• **SET PROBLEM 1**
In the Coq equality question, rewrite everything from "I'm writing a" down to "if it doesn't.", changing "toy language" to "small language".
• **SET PROBLEM 2**
Decide whether each statement agrees with the Coq equality question: (a) A Num node has no children. (b) The writer is willing to deal with the addition in the zipper-like definition of InternalZ. (c) The writer managed to apply the convoy pattern.
• **SET PROBLEM 3**
Resume the Coq equality question after its last sentence.

• **SELECTION**
□ □ □ □

Coq equality implementation

Question

I'm writing a toy language where nodes in the AST can have any number of children (Num has 0, Arrow has 2, etc). You might call these operators. Additionally, exactly one node in the AST might be "focused". We index the data type with Z if it has a focus, or H if it doesn't.

I need advice on a few parts of the code. Hopefully it's alright to ask all of these at once, since they're related.

1. How would you define the type of internal nodes with one focus, InternalZ? Right now I say "we have S n children -- n of them are unfocused and one (at some given index) is focused. A slightly more intuitive option (which looks zipper-like) would be InternalZ : forall n m, arityCode (n + 1 + m) -> Vector.t (t H) n -> t Z -> Vector.t (t H) m -> t Z. I know I don't want to deal with that addition, though.

2. Refining types: In both interesting cases in eq I compare the two ns (number of children). If they're the same, I should be able to "coerce" the arityCodes and Vector.ts to have the same type. Right now I hacked this with two lemmas. How should I do this properly? It seems like Adam Chlipala's "convoy pattern" might help but I couldn't work out how.

3. If I uncomment either of the Vector.eqb calls, Coq complains "Cannot guess decreasing argument of fix.". I understand the error but I'm not sure how to circumvent it. The first thing that comes to mind is that I might have to index t by its depth of children.

□ □ □ □

• **DATASET**
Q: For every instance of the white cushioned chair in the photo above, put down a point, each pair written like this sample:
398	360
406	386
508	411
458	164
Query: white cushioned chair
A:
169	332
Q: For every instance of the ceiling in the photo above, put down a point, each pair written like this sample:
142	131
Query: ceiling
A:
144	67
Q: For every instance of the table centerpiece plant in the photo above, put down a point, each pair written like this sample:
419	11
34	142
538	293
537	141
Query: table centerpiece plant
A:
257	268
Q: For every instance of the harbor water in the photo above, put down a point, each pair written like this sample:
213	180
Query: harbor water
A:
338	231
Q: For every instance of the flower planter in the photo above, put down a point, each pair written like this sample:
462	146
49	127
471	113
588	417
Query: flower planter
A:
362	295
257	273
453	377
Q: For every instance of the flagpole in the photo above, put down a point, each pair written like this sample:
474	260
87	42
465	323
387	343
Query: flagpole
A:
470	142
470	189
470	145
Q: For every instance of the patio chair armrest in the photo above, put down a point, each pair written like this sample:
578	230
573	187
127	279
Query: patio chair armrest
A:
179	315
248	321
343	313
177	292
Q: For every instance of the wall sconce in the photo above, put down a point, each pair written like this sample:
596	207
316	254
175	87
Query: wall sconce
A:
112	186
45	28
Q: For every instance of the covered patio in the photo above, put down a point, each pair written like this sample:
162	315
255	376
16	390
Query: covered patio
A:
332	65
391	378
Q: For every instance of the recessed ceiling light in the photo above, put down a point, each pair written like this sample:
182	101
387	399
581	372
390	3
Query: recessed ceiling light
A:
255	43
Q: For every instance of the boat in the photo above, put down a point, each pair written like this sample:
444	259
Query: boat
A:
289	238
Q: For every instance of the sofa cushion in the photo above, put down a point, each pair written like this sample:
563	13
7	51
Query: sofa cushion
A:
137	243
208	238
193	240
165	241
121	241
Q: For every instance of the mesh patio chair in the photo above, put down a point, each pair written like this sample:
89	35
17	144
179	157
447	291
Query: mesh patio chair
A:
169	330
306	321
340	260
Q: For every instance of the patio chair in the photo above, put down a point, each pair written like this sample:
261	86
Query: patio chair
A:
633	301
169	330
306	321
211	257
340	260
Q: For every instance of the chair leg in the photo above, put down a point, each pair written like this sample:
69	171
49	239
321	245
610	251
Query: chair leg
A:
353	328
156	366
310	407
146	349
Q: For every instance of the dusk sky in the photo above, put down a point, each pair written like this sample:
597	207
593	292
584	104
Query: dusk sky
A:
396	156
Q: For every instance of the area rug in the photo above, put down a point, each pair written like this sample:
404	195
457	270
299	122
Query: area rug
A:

□ □ □ □

• **FINAL ANSWER 1**
I'm writing a small language where nodes in the AST can have any number of children (Num has 0, Arrow has 2, etc). You might call these operators. Additionally, exactly one node in the AST might be "focused". We index the data type with Z if it has a focus, or H if it doesn't.

• **FINAL ANSWER 2**
(a) Yes: "Num has 0".
(b) No: "I know I don't want to deal with that addition, though."
(c) No: "It seems like Adam Chlipala's "convoy pattern" might help but I couldn't work out how."

• **FINAL ANSWER 3**
My code:

Module Typ.
  Import Coq.Arith.EqNat.
  Import Coq.Structures.Equalities.
  Import Coq.Arith.Peano_dec.
  Import Fin.
  Import Vector.

  (* h: unfocused, z: focused *)
  Inductive hz : Set := H | Z.

  (* how many children can these node types have *)
  Inductive arityCode : nat -> Type :=
    | Num   : arityCode 0
    | Hole  : arityCode 0
    (* | Cursor : arityCode 1 *)
    | Arrow : arityCode 2
    | Sum   : arityCode 2
    .

  Definition codeEq (n : nat) (l r : arityCode n) : bool :=
    match l, r with
      | Num, Num     => true
      | Hole, Hole   => true
      | Arrow, Arrow => true
      | Sum, Sum     => true
      | _, _         => false
    end.

  (* our AST *)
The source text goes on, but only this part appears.